··· FRAGMENT TEKSTU ŹRÓDŁOWEGO

Nasza Loteria SR - pasek na kartach artykułów

Legenda ŁKS Grzegorz Krysiak: Potrzeba ludzi z charakterem

(bart)
Grzegorz Krysiak walczył na murawie w koszulce ŁKS
Grzegorz Krysiak walczył na murawie w koszulce ŁKS paweł łacheta
Chyba nawet najmłodszym kibicom ŁKS nie trzeba przedstawiać Grzegorza Krysiaka. Ten wszechstronny zawodnik przez wiele lat reprezentował barwy klubu z al. Unii, w sezonie 1997/1998 zdobywając drugi, jak dotąd ostatni, tytuł mistrza Polski.

Krysiak był jednym z największych ulubieńców kibiców ŁKS, którzy wielokrotnie skandowali na ,,Galerze’’ jego nazwisko. Trudno się temu dziwić, wszak zawsze dawał z siebie nawet więcej niż mógł i był jednym z najbardziej walecznych piłkarzy biało-czerwono-białych.

······
··· DOSTARCZONY MATERIAŁ

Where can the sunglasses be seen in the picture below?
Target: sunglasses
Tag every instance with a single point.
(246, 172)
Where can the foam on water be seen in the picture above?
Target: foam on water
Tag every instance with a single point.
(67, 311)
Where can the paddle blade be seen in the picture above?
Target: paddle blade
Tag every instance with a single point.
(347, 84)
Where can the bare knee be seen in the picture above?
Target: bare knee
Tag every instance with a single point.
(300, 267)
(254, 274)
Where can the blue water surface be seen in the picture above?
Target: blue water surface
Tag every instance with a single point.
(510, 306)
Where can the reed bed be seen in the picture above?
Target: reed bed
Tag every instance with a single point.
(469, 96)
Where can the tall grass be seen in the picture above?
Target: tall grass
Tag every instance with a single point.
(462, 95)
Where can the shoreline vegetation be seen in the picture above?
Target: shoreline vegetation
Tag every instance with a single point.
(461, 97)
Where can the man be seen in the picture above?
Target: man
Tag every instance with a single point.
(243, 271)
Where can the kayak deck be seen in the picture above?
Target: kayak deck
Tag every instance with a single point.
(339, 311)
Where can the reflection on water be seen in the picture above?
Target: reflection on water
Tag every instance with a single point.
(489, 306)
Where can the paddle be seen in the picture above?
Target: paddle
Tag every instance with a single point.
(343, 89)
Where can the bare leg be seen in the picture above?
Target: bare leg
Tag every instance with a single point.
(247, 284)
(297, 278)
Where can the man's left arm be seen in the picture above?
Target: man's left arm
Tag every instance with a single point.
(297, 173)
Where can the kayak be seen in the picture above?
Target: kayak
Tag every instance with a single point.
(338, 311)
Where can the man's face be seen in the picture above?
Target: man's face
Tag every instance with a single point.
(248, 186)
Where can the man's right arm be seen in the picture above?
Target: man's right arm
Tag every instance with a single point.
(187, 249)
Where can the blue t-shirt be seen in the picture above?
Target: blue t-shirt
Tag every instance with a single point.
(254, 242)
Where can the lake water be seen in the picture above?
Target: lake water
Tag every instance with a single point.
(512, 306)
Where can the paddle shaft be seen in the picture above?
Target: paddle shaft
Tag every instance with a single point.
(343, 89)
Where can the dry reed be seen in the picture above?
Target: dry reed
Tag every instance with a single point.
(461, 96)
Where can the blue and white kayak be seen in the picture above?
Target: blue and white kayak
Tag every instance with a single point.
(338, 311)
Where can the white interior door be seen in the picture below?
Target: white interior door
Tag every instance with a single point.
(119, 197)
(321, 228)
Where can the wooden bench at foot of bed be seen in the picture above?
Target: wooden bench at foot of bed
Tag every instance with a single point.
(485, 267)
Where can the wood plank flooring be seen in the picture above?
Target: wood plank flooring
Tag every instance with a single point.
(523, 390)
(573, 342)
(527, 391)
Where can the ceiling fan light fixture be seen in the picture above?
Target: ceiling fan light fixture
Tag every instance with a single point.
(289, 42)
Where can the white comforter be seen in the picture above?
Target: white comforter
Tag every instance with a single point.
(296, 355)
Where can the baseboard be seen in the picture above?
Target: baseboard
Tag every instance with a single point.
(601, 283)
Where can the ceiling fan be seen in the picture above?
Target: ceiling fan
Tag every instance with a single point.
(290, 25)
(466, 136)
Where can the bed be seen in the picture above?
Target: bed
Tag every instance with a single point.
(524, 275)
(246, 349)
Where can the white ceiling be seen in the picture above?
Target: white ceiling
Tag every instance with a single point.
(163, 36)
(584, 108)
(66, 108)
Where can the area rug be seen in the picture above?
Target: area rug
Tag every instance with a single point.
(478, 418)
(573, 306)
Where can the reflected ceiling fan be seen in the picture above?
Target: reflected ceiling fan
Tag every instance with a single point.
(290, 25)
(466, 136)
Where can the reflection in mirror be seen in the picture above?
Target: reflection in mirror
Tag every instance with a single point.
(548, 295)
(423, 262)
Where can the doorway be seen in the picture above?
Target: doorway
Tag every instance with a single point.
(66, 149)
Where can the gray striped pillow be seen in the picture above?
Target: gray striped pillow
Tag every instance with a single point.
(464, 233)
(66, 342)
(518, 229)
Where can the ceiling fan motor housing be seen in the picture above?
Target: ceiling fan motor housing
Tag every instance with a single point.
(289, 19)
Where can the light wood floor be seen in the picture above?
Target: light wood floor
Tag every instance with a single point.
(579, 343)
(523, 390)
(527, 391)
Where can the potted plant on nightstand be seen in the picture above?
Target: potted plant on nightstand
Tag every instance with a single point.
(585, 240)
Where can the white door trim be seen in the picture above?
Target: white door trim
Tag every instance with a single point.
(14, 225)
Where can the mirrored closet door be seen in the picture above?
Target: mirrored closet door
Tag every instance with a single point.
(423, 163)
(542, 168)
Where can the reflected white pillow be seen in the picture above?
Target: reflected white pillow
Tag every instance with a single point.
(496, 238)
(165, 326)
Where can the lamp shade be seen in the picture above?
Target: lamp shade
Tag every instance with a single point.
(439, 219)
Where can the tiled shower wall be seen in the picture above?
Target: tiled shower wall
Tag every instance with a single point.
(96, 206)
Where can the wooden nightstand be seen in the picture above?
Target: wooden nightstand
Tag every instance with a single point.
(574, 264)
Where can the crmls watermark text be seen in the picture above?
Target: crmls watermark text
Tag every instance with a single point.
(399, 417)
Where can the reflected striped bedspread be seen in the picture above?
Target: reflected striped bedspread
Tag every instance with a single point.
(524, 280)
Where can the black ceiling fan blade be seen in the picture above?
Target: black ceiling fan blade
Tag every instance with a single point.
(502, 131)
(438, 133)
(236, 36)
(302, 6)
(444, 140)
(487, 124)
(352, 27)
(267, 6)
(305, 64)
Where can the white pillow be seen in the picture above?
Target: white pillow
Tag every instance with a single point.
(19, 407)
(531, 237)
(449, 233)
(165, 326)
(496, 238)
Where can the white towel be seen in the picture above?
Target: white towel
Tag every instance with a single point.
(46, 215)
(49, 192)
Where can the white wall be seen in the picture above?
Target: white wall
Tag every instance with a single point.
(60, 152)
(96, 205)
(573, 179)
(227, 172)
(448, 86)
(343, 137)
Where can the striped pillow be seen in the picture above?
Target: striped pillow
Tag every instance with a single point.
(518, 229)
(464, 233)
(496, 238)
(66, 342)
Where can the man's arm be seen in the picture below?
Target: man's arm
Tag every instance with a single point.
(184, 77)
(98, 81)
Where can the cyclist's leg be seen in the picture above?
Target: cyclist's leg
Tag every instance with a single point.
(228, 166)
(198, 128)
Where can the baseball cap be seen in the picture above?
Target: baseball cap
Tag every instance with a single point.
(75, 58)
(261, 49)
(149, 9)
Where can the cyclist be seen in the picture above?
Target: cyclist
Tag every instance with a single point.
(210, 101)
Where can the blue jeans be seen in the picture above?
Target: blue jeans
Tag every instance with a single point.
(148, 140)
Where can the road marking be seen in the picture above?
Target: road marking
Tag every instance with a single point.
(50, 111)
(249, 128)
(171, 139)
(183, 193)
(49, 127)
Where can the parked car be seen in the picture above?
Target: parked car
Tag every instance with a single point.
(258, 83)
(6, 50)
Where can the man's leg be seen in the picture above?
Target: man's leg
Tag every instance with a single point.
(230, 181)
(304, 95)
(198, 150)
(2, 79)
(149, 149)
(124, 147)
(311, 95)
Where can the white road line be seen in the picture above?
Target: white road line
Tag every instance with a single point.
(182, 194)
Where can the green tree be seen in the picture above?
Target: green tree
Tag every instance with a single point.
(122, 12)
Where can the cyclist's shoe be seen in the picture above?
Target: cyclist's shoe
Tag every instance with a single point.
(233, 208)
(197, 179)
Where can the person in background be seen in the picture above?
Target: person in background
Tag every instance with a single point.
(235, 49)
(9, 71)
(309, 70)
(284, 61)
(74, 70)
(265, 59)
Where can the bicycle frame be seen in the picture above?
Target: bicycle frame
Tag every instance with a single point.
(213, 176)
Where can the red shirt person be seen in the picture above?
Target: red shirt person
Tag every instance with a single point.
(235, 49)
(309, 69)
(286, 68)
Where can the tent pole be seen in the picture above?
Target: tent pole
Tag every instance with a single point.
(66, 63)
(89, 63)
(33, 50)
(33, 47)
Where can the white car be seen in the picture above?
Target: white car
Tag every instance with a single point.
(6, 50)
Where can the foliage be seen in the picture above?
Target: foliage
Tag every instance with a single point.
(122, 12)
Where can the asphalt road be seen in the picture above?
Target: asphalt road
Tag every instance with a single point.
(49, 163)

······

**ZADANIA DO WYKONANIA**
a – Przekształć w listę JSON ciągów znaków odcinek wpisów od wiersza zawierającego „Where can the cyclist's shoe” aż po koniec wpisów, po jednym ciągu na każdy wiersz, z pominięciem pustych wierszy.
b – Dopisz dalszy ciąg tekstu o Grzegorzu Krysiaku, legendzie ŁKS.
Tekst i wpisy pozostają wobec siebie całkowicie niezależne.

**ROZWIĄZANIA ZADAŃ**
a –
[
  "Where can the cyclist's shoe be seen in the picture above?",
  "Target: cyclist's shoe",
  "Tag every instance with a single point.",
  "(233, 208)",
  "(197, 179)",
  "Where can the person in background be seen in the picture above?",
  "Target: person in background",
  "Tag every instance with a single point.",
  "(235, 49)",
  "(9, 71)",
  "(309, 70)",
  "(284, 61)",
  "(74, 70)",
  "(265, 59)",
  "Where can the bicycle frame be seen in the picture above?",
  "Target: bicycle frame",
  "Tag every instance with a single point.",
  "(213, 176)",
  "Where can the red shirt person be seen in the picture above?",
  "Target: red shirt person",
  "Tag every instance with a single point.",
  "(235, 49)",
  "(309, 69)",
  "(286, 68)",
  "Where can the tent pole be seen in the picture above?",
  "Target: tent pole",
  "Tag every instance with a single point.",
  "(66, 63)",
  "(89, 63)",
  "(33, 50)",
  "(33, 47)",
  "Where can the white car be seen in the picture above?",
  "Target: white car",
  "Tag every instance with a single point.",
  "(6, 50)",
  "Where can the foliage be seen in the picture above?",
  "Target: foliage",
  "Tag every instance with a single point.",
  "(122, 12)",
  "Where can the asphalt road be seen in the picture above?",
  "Target: asphalt road",
  "Tag every instance with a single point.",
  "(49, 163)"
]

b –
Boli pana serce, kiedy obserwuje pan, co się dzieje obecnie z ŁKS?
Grzegorz Krysiak: - Jasne, że tak, chyba dla nikogo nie powinno być żadną niespodzianką. To, co się w ostatnio dzieje z futbolem w ŁKS, może chyba każdego sympatyka tego klubu przyprawić o potężny ból głowy. Jednak nie ma sensu dyskutować z faktami. Jest, jak jest i trzeba po męsku przyjąć to ,,na klatę’’.
Czy to oznacza, że jest pan zadowolony, iż drużyna może zacząć nowy sezon np. dopiero w IV lidze?
- Tego nie powiedziałem. Jednak taka jest rzeczywistość. Liczę, że ludzie działający obecnie w ŁKS przede wszystkim będą mierzyć siły na zamiary. Oby raz na zawsze skończyło się życie ponad stan. To absolutnie podstawowy warunek . Szkoda, że w klubie nie działa już Antoni Ptak, który dał się kiedyś poznać, jako wzorcowy gospodarz. Nowej drużynie potrzeba ludzi z charakterem. Bez tego nie wyrwie się punktów w niższej lidze.
Nie wierzy więc pan w stopniowy powrót do ekstraklasy przy udziale wyłącznie zdolnej młodzieży?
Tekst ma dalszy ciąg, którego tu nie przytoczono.